_Aufgabe_
Schreiben Sie den unten stehenden Marktbericht über die Getreidebörsen im Anschluss an seinen letzten Satz weiter.

_Textauszug_
Neues Börsenfeuer am Getreidemarkt
Wettermärkte sorgen in Chicago und Paris für Aufgelder/ Aufwärtstrend nicht abzusehen
Seit Mitte letzter Woche haben sich die Getreidemärkte an den Börsen wieder „gedreht“. Auslöser sind die für diese Jahreszeit typischen Wettermärkte. In den USA ist es für den Winterweizen zu trocken. Auch in Südrussland und Teilen der Ukraine fehlt der Regen. Selbst aus Kanada und Nordchina werden erste Folgen fehlender Niederschläge beobachtet.
Russische Agenturen rechnen damit, dass die Getreideausfuhr aus Russland in der Saison 2012/13 um rd. 28 Prozent auf 20 Mio. t zurückgeht. Für die EU schlägt, bei ohnehin knapper Bilanz, die Auswinterung stärker als erwartet zu Buche. Die Rate der Endbestände zum Verbrauch liegt beim Weizen ohnehin nur bei 10 Prozent. Das französische Analystenhaus Strategie Grains hat die EU-Getreideernte, im Vergleich zur Vormonatsschätzung, um weitere 4 Mio. t reduziert. Beim Weichweizen werden mit 122,7 Mio. t rd. 4,2 Mio. t weniger erwartet, als noch im April angenommen.

_Bereitgestelltes Material_

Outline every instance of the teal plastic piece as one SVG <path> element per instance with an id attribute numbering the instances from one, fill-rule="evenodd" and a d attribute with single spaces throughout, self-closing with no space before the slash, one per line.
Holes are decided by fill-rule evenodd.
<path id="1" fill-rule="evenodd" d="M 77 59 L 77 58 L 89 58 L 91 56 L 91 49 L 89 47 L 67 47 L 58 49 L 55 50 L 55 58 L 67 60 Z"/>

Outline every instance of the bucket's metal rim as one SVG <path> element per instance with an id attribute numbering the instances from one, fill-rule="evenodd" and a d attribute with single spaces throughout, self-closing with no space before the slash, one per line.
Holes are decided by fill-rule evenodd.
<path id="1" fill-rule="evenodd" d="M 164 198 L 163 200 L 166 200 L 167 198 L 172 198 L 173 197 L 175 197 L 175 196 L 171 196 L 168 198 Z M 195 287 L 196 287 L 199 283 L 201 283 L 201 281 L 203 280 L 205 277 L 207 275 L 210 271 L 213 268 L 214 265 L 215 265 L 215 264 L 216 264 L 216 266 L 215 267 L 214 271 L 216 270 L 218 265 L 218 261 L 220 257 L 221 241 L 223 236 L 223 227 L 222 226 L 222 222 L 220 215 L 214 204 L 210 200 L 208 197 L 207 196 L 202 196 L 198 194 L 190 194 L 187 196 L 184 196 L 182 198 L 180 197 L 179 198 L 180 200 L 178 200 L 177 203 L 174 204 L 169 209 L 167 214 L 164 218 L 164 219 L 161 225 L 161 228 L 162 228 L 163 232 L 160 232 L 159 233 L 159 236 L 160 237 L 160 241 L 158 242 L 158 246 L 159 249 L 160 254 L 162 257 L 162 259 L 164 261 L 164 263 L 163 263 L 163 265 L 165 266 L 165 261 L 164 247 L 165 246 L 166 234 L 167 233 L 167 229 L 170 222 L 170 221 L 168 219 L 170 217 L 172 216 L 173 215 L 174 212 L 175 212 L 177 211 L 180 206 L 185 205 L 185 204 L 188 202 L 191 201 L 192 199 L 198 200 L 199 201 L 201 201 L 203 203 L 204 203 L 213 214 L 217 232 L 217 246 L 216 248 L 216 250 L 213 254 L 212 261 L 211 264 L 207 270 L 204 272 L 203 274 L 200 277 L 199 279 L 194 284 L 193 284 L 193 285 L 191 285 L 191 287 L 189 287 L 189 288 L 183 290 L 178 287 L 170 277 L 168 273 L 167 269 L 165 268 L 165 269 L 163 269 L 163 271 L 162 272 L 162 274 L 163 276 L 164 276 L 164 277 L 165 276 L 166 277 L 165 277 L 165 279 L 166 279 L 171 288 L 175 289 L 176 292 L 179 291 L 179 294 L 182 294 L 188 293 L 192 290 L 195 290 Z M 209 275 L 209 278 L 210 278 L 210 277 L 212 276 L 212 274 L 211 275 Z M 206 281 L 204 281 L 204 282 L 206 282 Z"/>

_Lösung_
Am größten sind die Auswinterungsschäden in Deutschland, Frankreich und Polen ausgefallen. Das statistische Bundesamt beziffert den deutschen „Winterausfall“ beim Weizen auf minus 9,5 Prozent (2,87 Mio. ha) und bei der Gerste auf minus 8 Prozent (1,08 Mio. ha).
An den Börsen haben Fonds die „Wetterängste“ genutzt, ihre Short Positionen mit Ware gegen zu decken und damit den Kursen in Chicago Feuer gegeben. Charttechnisch haben sich die Notierungen am Freitag aus dem sogenannten „gleitenden Durchschnitt“ herauskatapultiert. Ob diese Entwicklung sich als Aufwärtstrend entpuppt, bleibt abzuwarten. Auch an der Pariser Matif werden die Wetterprämien für die neue Ernte umgesetzt. Weizen (Nov. 12) hat die Marke von 200 €/t sicher nach oben durchbrochen und setzt den Trend zu Wochenbeginn ab 216 €/t fort.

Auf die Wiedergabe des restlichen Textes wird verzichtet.